DATA FOR REVIEW Start Marker

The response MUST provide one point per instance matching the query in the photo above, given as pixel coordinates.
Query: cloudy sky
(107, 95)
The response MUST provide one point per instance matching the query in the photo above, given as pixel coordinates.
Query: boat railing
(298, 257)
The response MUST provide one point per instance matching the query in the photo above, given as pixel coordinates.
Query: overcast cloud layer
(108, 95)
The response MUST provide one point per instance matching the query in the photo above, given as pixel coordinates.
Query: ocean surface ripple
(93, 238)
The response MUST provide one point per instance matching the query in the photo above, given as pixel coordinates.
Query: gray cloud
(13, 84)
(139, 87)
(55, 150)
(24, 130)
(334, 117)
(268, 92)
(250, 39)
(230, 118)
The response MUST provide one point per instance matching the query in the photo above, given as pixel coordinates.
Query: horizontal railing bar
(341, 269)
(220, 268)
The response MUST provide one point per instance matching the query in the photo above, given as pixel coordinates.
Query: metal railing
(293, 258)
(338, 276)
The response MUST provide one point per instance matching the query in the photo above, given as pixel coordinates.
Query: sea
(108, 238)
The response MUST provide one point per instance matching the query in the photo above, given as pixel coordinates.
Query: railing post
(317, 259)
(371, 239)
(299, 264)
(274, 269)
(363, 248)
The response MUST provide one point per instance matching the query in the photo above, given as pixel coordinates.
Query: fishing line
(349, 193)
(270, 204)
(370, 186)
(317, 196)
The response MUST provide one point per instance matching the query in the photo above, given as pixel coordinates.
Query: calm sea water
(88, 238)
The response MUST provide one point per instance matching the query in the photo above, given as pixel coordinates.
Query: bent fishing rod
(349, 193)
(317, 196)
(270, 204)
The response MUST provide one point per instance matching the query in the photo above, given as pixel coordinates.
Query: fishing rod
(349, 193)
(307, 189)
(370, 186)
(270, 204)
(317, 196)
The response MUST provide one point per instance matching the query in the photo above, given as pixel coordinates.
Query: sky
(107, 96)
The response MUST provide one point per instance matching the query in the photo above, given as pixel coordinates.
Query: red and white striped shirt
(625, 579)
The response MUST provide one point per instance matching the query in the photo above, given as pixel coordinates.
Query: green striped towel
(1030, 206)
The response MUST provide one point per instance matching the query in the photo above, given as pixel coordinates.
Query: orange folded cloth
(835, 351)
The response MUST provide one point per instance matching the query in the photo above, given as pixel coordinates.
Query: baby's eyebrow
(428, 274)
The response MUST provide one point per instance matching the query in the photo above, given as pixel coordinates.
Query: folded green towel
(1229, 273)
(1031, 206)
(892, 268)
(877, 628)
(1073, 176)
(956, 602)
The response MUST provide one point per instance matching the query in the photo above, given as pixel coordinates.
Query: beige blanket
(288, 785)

DATA FOR REVIEW End Marker

• PROBLEM REQUIREMENTS: The entries shown above should be duplicated exactly.

• TASK RESULT:
The response MUST provide one point per instance matching the query in the photo above, given as pixel coordinates.
Query: cloudy sky
(107, 95)
The response MUST provide one point per instance matching the query in the photo above, given as pixel coordinates.
Query: boat railing
(298, 257)
The response MUST provide one point per instance matching the query in the photo above, given as pixel coordinates.
Query: overcast cloud layer
(108, 95)
The response MUST provide one point per instance matching the query in the photo above, given as pixel coordinates.
Query: ocean surface ripple
(93, 238)
The response MUST provide one point per instance matching the query in the photo above, given as pixel coordinates.
Query: gray cloud
(13, 84)
(139, 87)
(55, 150)
(24, 130)
(334, 117)
(268, 92)
(250, 39)
(230, 118)
The response MUST provide one point per instance matching the query in the photo above, given as pixel coordinates.
Query: horizontal railing bar
(341, 269)
(220, 268)
The response MUST provide one point per instance matching the query in the photo above, given as pixel coordinates.
Query: metal railing
(293, 258)
(338, 276)
The response MUST provide one point per instance matching the query in the photo above, given as pixel coordinates.
Query: sea
(108, 238)
The response MUST provide one point per instance matching the query in the photo above, given as pixel coordinates.
Query: railing post
(317, 259)
(371, 239)
(299, 264)
(274, 269)
(363, 248)
The response MUST provide one point per instance matching the query in the photo above, given as pixel coordinates.
Query: fishing line
(349, 193)
(270, 204)
(370, 186)
(317, 196)
The response MUST provide one point per instance matching the query in the photo above, given as pixel coordinates.
Query: calm sea water
(88, 238)
The response MUST provide one point per instance matching the query in the photo above, given as pixel coordinates.
Query: bent fishing rod
(349, 193)
(317, 196)
(270, 204)
The response MUST provide one point per instance matching the query in the photo above, given as pixel coordinates.
Query: fishing rod
(349, 193)
(307, 189)
(370, 186)
(270, 204)
(317, 196)
The response MUST provide one point per instance matching the query in the photo above, given as pixel coordinates.
Query: sky
(107, 96)
The response MUST provide one point per instance matching the query in the photo above, given as pixel coordinates.
Query: red and white striped shirt
(625, 579)
The response MUST provide one point per instance matching the query in the photo above, given as pixel coordinates.
Query: green striped towel
(1030, 206)
The response MUST provide one point per instance matching the query in the photo above, given as pixel coordinates.
Query: orange folded cloth
(835, 351)
The response MUST provide one point per instance matching the query in the photo above, given as pixel coordinates.
Query: baby's eyebrow
(428, 274)
The response MUST provide one point per instance matching the query in the photo above, given as pixel coordinates.
Query: folded green towel
(1229, 273)
(1031, 206)
(892, 268)
(877, 628)
(1073, 176)
(956, 602)
The response MUST provide one point per instance matching the query in the photo above, given as pixel coordinates.
Query: beige blanket
(288, 785)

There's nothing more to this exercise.